(Stored items)
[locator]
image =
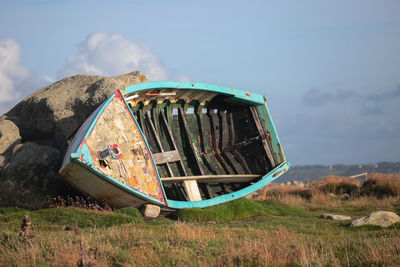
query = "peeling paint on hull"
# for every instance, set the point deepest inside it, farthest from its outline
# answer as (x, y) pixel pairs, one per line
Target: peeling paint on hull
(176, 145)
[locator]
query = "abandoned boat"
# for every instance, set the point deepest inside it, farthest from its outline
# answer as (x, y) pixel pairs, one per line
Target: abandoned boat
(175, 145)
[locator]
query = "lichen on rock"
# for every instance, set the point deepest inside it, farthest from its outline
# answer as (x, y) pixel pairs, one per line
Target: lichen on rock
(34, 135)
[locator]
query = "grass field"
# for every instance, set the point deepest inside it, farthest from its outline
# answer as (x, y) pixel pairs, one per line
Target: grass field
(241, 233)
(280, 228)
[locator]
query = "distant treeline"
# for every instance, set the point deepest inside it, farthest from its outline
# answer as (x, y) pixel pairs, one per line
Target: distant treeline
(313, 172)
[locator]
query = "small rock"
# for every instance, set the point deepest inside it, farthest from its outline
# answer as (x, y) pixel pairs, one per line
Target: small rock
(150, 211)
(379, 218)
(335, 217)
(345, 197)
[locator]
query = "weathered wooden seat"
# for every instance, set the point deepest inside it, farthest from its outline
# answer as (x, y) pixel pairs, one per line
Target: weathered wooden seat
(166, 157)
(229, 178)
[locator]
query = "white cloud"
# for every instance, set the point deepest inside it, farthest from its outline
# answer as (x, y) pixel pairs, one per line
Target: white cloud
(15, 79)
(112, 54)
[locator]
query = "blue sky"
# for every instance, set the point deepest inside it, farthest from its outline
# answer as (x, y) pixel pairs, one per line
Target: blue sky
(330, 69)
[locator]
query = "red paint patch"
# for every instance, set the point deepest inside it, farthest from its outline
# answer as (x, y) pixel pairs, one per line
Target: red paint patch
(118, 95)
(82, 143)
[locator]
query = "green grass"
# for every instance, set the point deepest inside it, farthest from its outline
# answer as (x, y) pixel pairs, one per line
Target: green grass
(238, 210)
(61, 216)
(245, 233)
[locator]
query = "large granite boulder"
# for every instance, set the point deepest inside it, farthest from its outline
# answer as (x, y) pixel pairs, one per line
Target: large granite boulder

* * *

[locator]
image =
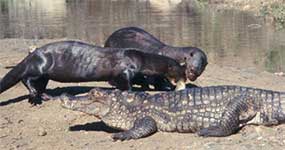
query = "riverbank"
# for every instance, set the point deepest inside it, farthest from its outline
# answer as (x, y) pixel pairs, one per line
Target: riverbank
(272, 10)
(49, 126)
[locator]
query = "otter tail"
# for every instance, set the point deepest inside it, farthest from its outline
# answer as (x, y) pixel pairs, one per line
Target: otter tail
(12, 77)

### [TASK PROMPT]
Copy out all lines from the records where the word "large" appears.

### [RESPONSE]
query = "large granite boulder"
Target: large granite boulder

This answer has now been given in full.